**TASK TO CARRY OUT**
In the article below about Abdi Nor Iftin, what did his parents do for a living when he was born?

**TEXT SEGMENT**
=====

This article was produced by the World Food Program USA, which has an ongoing consulting relationship with GOOD | Upworthy. You can read the original article here.
In the early 1990s, Abdi Nor Iftin was a child. Just like other children across the globe, he loved playing outdoors, bickered with his brother and dreamed of being a Hollywood star. Unlike most other children, however, Abdi was starving – simply because he was living in Somalia during a time of drought and civil war.
Abdi lived through the unthinkable, but he was one of the fortunate ones; he survived. Rescued from the brink by perseverance, luck and humanitarian aid, he's now a successful author living in the U.S. with a story he's eager to tell.
"I want the world to know both what I went through and how I was helped," Abdi says. "Maybe then, we can prevent these tragedies from happening again.
When Abdi was born, his parents were nomadic herders. They tended livestock and always had more than enough. But drought destroyed their livelihoods and war their safety, so they sought refuge in Mogadishu. That's where Abdi lived at age 7 when famine struck.
"I will never forget what it's like to be hungry," Abdi said. "The pain is so excruciating you wish you would stop breathing. You think surely, death is better than living like this."
At the time, Abdi lived with his mother, two sisters and brother. His father recently fled for their safety, and his mother had just given birth to his youngest sister. Abdi and his brother looked for food all day, but almost always came home with nothing. There was simply no food to be found.

=====

**DATA RECORDS**
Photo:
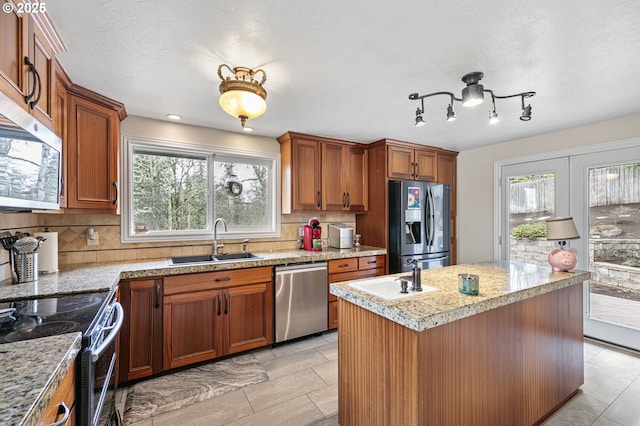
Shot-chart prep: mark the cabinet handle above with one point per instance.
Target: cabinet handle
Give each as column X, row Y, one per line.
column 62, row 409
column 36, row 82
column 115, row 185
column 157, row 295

=====

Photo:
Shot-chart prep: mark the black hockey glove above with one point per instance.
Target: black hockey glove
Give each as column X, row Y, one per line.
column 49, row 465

=====

**ANSWER SECTION**
They were nomadic herders.